====== Material for this exercise ======
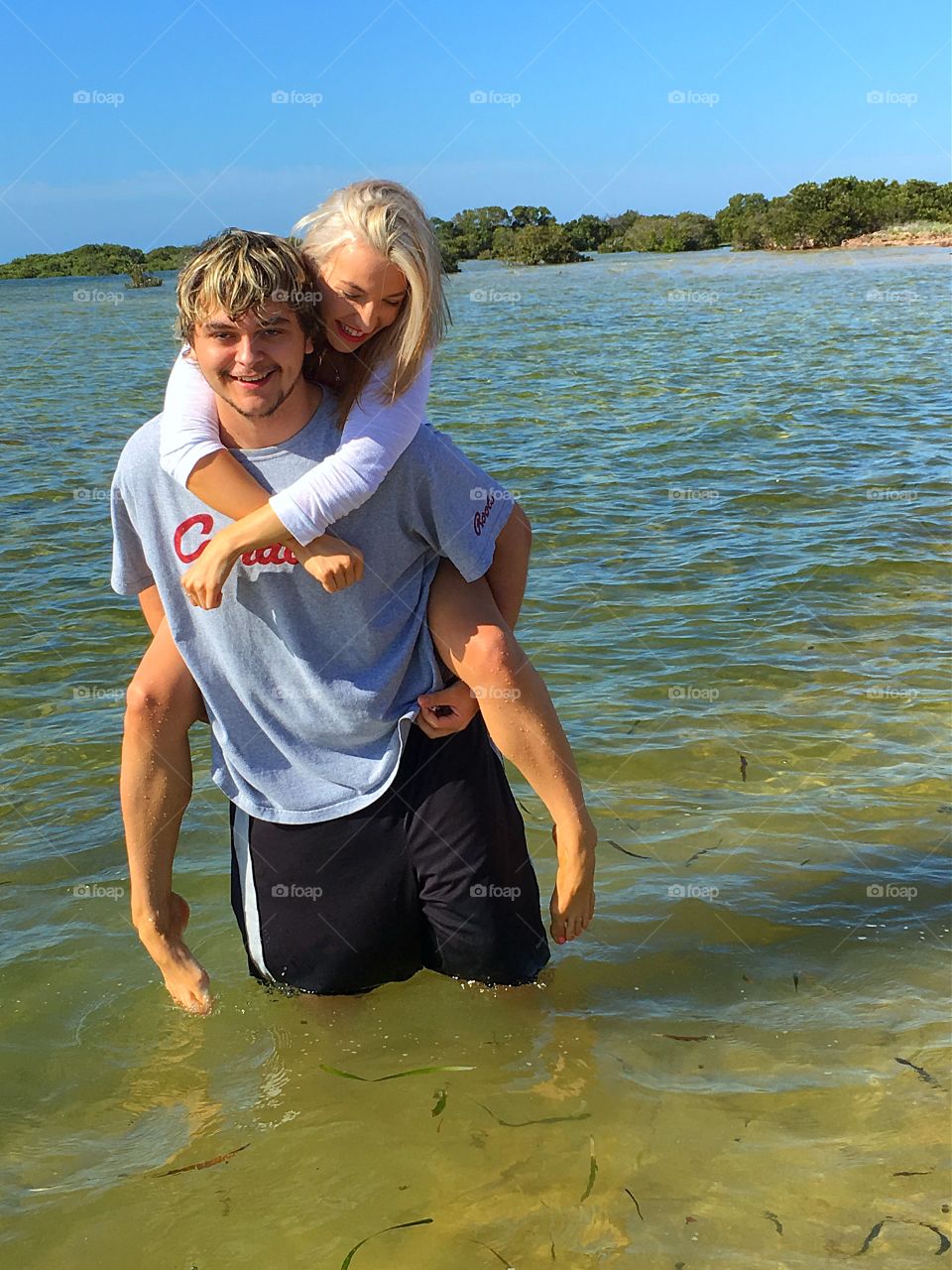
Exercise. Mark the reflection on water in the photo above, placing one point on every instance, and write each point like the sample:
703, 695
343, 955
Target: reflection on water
734, 467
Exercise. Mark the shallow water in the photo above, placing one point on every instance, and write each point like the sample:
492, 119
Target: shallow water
737, 470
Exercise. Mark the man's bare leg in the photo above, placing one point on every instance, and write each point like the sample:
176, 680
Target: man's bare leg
476, 644
155, 786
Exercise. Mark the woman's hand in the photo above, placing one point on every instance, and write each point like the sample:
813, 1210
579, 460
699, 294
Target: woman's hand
331, 562
204, 579
447, 711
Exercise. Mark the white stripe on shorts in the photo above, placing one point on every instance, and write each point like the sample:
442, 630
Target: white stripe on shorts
249, 897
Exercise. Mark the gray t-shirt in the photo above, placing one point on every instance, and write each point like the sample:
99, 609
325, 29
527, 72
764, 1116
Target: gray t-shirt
309, 695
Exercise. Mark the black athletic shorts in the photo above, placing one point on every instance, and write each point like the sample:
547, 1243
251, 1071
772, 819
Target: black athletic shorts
434, 874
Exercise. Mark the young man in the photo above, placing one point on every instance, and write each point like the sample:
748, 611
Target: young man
362, 851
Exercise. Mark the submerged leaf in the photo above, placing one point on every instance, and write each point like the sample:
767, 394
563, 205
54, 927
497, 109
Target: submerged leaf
546, 1119
394, 1076
625, 851
593, 1171
403, 1225
204, 1164
497, 1255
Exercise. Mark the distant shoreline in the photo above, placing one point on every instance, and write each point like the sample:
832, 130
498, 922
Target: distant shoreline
901, 238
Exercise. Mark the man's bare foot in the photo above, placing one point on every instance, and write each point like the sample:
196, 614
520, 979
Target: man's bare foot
184, 976
574, 896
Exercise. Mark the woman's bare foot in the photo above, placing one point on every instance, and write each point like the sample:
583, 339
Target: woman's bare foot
574, 896
184, 976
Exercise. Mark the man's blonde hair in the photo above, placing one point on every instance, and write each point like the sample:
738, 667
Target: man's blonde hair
389, 218
241, 272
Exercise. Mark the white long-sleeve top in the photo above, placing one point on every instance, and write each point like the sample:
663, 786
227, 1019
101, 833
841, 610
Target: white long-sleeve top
375, 435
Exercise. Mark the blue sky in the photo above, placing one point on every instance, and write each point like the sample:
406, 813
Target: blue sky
180, 134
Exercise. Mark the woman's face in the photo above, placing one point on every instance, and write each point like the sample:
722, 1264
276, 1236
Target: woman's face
361, 294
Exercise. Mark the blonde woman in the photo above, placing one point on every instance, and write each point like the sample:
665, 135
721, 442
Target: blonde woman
380, 314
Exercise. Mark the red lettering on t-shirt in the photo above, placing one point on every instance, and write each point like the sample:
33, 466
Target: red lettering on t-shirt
204, 524
275, 553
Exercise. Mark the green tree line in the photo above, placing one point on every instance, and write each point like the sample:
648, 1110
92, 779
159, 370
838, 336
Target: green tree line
95, 261
809, 216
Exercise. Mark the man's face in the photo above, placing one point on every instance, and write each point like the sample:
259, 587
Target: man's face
253, 362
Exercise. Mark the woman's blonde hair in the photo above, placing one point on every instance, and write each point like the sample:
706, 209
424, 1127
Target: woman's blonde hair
389, 218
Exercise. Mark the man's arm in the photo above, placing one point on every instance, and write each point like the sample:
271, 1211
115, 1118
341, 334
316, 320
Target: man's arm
511, 566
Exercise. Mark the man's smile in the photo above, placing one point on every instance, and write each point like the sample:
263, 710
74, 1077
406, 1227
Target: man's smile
253, 381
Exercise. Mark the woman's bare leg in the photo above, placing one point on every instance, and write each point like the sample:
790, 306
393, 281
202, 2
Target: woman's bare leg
155, 786
476, 644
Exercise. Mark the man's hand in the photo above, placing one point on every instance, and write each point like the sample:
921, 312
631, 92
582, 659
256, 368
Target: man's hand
204, 579
447, 711
162, 938
334, 563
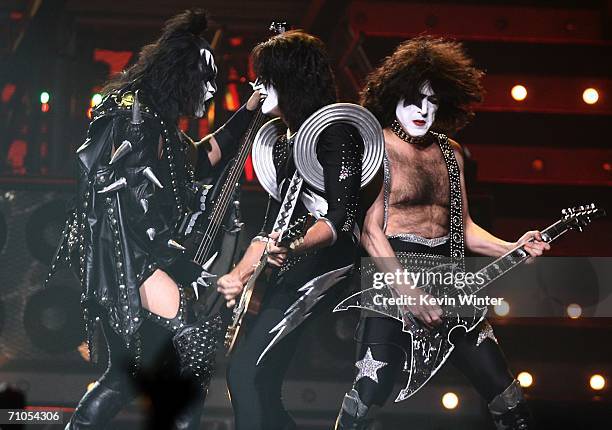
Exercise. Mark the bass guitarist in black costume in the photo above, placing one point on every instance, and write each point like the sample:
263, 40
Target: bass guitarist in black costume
425, 88
135, 184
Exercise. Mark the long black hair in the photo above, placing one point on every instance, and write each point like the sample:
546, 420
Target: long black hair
297, 65
169, 67
452, 75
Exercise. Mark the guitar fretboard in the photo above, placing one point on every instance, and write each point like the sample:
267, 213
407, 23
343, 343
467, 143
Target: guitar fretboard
512, 259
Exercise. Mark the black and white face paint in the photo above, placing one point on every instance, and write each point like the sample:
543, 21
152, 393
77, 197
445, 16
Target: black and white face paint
209, 86
418, 113
270, 104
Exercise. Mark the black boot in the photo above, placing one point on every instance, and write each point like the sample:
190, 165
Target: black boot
96, 408
353, 413
509, 410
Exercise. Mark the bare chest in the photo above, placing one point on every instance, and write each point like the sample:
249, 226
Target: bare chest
418, 177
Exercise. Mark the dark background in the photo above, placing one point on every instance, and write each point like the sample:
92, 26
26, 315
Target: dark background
531, 159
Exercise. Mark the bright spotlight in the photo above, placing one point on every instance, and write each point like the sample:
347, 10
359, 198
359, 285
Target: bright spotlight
590, 96
597, 382
96, 99
45, 97
525, 379
519, 93
502, 309
574, 311
90, 386
450, 400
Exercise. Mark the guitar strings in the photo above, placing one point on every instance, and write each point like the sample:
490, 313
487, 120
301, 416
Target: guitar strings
227, 191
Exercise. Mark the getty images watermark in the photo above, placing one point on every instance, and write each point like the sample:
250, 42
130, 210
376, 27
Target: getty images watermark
550, 287
455, 288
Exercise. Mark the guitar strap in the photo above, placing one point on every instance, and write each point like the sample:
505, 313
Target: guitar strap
456, 234
455, 219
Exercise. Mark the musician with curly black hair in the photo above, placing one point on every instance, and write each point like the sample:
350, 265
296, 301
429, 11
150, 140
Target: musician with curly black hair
425, 90
135, 185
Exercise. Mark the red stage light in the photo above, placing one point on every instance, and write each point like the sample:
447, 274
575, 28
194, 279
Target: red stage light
249, 172
235, 41
183, 123
537, 165
232, 99
519, 93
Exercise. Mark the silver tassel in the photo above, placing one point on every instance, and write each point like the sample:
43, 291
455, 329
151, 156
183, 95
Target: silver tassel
115, 186
148, 172
136, 114
124, 149
175, 245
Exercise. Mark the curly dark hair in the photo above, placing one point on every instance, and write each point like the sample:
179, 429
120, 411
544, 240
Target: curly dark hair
451, 73
169, 68
298, 67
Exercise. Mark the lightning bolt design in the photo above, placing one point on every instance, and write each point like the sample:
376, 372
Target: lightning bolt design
313, 291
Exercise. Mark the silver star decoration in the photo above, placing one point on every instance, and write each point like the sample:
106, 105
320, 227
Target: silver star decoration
368, 367
486, 332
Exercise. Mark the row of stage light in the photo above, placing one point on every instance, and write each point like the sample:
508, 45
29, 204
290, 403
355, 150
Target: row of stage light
450, 400
518, 92
590, 95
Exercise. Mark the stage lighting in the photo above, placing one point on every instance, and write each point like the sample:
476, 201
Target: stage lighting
574, 311
96, 99
590, 96
502, 309
45, 97
597, 382
519, 93
450, 400
525, 379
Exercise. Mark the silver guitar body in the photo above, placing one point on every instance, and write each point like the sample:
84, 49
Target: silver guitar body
======
> Exercise task:
Print exactly the lines from the one with "Exercise. Mark the musician" through the end of the data, inclusive.

> Task answer:
Exercise. Mark the musician with curly black hair in the photo above, placing one point on every instance, and write each point like the sample:
350, 265
296, 301
429, 11
150, 140
Target: musician with curly black hair
425, 90
135, 185
Exercise. Mark the red stage light in the photo above, placing one point on every instance, and write each point like the sample:
447, 274
575, 28
194, 279
Target: red stage light
249, 172
235, 41
183, 123
537, 165
232, 99
519, 93
Exercise. Mark the silver tassel in the photo above, placing one point on every instance, and write each point like the sample:
43, 291
455, 329
151, 156
183, 95
Target: silver tassel
115, 186
148, 172
136, 114
124, 149
175, 245
Exercise. Mark the curly dark hair in the photo above, placing one point on every instance, and write each point like the sample:
179, 429
120, 411
544, 240
Target: curly dark hair
451, 73
169, 68
298, 67
Exercise. Mark the lightning bolt design in the photo above, placing one point on every instance, and write each point like the sample:
376, 372
Target: lightning bolt design
313, 291
Exercise. Mark the silver star decoration in the photo above, placing one point on every instance, and write each point like the sample:
106, 105
320, 227
Target: silver star decoration
368, 367
486, 332
Exercise. Mark the row of stage light in the photo above, placing one point on every instance, and write each point like the sample:
508, 45
29, 204
290, 403
355, 150
Target: row of stage light
450, 400
518, 92
590, 95
Exercise. Mark the stage lighting in the photo above, placing one point on every instance, and write each point like the sample:
476, 201
Target: stage lighting
574, 311
96, 99
590, 96
502, 309
45, 97
597, 382
519, 93
450, 400
525, 379
Exercise. Mark the silver guitar body in the photo above, placing one point on every instance, and write each point like the sample:
84, 49
Target: silver guitar body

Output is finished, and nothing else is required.